SOURCE DOCUMENT:
※ ※ ※

The crucial question about the ontic conception is the possibility of giving a reasonable explication of the notion of “objectively homogeneous” reference class. Hempel’s doubts about objective or non-epistemic formulations of RMS led him to announce the epistemic relativity of I-S explanation, but – as he acknowledged later (Hempel, 1977) – this argument was not conclusive. On the other hand, J. Alberto Coffa’s (1974) and Salmon’s claim that the epistemic relativity thesis commits Hempel to determinism was not conclusive, either (see Niiniluoto, 1976).
Salmon’s strategy in developing the ontic conception has been to rely on a long run frequency interpretation of statistical probability, together with a theory causal processes. Another approach is to base the analysis of statistical laws on the single-case propensity interpretation of probability, defended in the early 1970s by Ron Giere and James Fetzer. Instead of viewing physical probabilities as sure-fire dispositions to produce long-run frequencies, the single-case interpretation takes propensities to be degrees of possibility that are displayed by a chance set-up in each single trial of a certain kind. According to this view, a lawlike probability statement (x)[Hx → Px(G/F) = r] asserts then that every chance set-up x of type H has a dispositional tendency of strength r to produce a result of type G on each single trial of kind F. In the special case r = 1 this analysis reduces to a non-Humean intensional analysis equating lawlikeness either with “physical necessity” (i.e., truth in all physically possible worlds) or counterfactual conditionality (see Fetzer, 1981). Probability in physical laws P(G/F) = r (where r < 1) is then a modal operator which is weaker than physical necessity. If 0 < r < 1, such a law implies that set-ups of type H are indeterministic systems.
A clear formulation of a propensity model of probabilistic explanation was given by James H. Fetzer (1974). A typical explanation with such single-case propensity laws is as follows:
| (8) |
(x)[Hx → Px(G/F) = r]
Ha & Fa
=============== [r]
Ga |
where r in brackets is again the degree of nomic expectability of outcome G on the relevant trial with chance set-up a. Alternatively, r is the degree of “nomic responsibility” of the causally relevant conditions to produce Ga in the given situation (cf. Fetzer, 1992, p. 258). In this case, a separate RMS condition is unnecessary, since already the law in (8) presupposes that F is objectively homogeneous for G.

※ ※ ※

STATED PROBLEM 1:
Pull out every line of the records below that contains the string "balcony". Case counts.

Labels for object points:
※ ※ ※

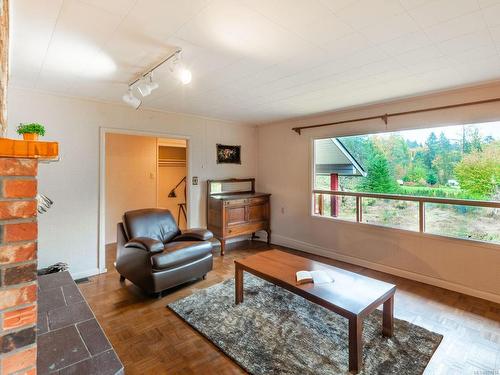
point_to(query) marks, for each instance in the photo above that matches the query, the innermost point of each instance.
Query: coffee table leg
(238, 284)
(388, 317)
(355, 344)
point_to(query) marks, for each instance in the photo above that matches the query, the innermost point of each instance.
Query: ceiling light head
(131, 100)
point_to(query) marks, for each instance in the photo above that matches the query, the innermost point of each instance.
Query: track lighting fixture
(131, 100)
(147, 85)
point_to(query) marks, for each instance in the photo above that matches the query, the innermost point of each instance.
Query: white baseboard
(86, 273)
(329, 253)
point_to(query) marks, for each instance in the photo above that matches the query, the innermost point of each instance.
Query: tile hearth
(70, 340)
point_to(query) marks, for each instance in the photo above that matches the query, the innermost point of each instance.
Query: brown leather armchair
(155, 255)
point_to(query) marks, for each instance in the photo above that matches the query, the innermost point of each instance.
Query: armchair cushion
(177, 254)
(194, 234)
(145, 243)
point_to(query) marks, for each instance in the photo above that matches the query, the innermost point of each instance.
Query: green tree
(445, 160)
(398, 155)
(432, 149)
(479, 172)
(417, 173)
(379, 178)
(471, 139)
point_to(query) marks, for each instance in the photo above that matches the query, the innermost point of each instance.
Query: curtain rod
(385, 117)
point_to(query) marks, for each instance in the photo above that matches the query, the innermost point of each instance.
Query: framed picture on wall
(228, 154)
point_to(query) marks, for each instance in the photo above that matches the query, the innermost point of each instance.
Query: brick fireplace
(18, 252)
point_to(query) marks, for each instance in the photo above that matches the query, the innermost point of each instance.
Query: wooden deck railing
(421, 202)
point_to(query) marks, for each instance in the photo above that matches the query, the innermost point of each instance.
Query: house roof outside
(331, 156)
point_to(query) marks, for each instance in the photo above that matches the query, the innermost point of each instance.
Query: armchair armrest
(145, 243)
(194, 234)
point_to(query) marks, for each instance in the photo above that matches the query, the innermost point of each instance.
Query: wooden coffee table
(351, 295)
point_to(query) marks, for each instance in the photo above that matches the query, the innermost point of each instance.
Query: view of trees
(466, 167)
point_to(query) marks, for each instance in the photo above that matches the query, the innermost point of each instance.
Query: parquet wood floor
(150, 339)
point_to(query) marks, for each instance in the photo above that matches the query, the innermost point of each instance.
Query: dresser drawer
(259, 200)
(245, 228)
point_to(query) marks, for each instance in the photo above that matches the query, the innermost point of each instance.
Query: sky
(451, 132)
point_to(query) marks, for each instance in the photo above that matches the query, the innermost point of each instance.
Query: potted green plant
(31, 131)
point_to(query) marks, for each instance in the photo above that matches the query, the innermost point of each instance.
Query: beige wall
(69, 230)
(130, 177)
(284, 171)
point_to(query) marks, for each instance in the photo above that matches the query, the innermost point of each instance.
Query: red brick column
(18, 263)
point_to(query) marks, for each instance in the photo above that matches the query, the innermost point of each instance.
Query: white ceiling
(256, 60)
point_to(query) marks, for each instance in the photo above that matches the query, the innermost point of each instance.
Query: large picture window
(443, 181)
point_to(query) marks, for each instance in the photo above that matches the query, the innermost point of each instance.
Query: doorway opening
(140, 171)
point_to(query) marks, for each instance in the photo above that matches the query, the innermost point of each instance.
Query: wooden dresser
(235, 209)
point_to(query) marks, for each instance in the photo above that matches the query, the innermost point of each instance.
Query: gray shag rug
(277, 332)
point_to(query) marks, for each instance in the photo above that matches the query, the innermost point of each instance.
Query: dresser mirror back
(235, 209)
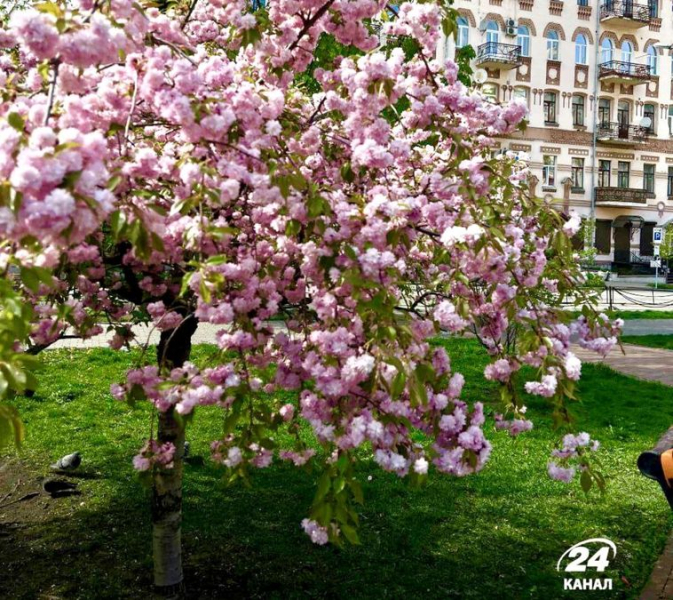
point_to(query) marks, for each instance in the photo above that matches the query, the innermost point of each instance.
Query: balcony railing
(620, 133)
(626, 71)
(619, 9)
(620, 195)
(496, 54)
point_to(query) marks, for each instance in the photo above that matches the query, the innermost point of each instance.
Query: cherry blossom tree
(175, 168)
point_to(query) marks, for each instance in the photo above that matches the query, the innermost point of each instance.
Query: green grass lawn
(497, 534)
(653, 340)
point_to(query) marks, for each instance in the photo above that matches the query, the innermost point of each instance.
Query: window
(648, 178)
(648, 113)
(490, 90)
(603, 236)
(549, 107)
(652, 60)
(623, 174)
(627, 51)
(552, 45)
(578, 110)
(521, 94)
(604, 112)
(623, 117)
(463, 33)
(654, 8)
(581, 49)
(607, 50)
(604, 168)
(492, 33)
(523, 40)
(549, 171)
(577, 173)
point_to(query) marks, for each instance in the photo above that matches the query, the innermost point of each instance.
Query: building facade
(597, 77)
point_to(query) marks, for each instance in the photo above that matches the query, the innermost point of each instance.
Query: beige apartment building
(597, 77)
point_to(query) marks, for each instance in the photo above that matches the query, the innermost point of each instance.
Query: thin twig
(311, 22)
(192, 6)
(52, 93)
(133, 107)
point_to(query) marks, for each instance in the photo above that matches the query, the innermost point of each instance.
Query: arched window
(581, 49)
(652, 60)
(578, 110)
(490, 91)
(492, 33)
(627, 51)
(649, 118)
(552, 45)
(623, 114)
(523, 40)
(463, 38)
(607, 50)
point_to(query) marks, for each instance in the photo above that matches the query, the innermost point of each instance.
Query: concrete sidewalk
(651, 364)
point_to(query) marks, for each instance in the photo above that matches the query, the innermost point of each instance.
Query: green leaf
(350, 533)
(586, 481)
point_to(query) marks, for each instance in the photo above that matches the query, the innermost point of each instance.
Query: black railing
(496, 52)
(625, 195)
(620, 132)
(626, 10)
(621, 68)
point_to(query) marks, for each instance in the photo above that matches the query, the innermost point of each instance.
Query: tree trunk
(173, 351)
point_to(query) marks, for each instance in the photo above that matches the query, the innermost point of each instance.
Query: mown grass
(494, 535)
(652, 340)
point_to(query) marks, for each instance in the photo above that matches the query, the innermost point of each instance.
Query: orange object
(667, 466)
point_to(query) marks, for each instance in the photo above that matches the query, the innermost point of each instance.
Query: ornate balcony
(618, 71)
(619, 134)
(625, 14)
(611, 196)
(493, 55)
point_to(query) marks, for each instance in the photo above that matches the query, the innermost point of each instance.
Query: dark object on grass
(59, 488)
(68, 463)
(657, 464)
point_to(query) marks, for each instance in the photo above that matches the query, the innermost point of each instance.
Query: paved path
(652, 364)
(648, 326)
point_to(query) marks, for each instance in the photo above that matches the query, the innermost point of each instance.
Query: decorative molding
(496, 18)
(584, 13)
(655, 24)
(554, 27)
(469, 16)
(584, 31)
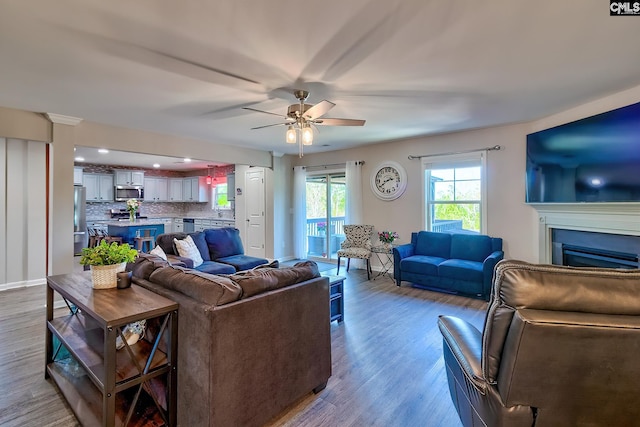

※ ※ ※

STATED PROBLEM 2:
Resume the passage on probabilistic explanation and single-case propensities above, starting right after its last sentence.

TASK RESULT 1:
Query: balcony railing
Query: ornate balcony

TASK RESULT 2:
Most philosophers have concentrated their efforts in analyzing explanations of singular facts and events. However, as Hempel noted, the D-N model can be applied also to the explanation of deterministic laws. Similarly, the explanandum could be taken to be a probabilistic law (Hempel, 1962, p. 147). Thus, while schema (6) is a statistical counterpart to the singular D-N inference (1), Hempel’s concept of deductive-statistical (D-S) explanation corresponds to the universal syllogism (2). A D-S explanation is an argument where a statistical probability statement is derived from other such statements by means of the theory of probability (Hempel, 1965, pp. 380-381).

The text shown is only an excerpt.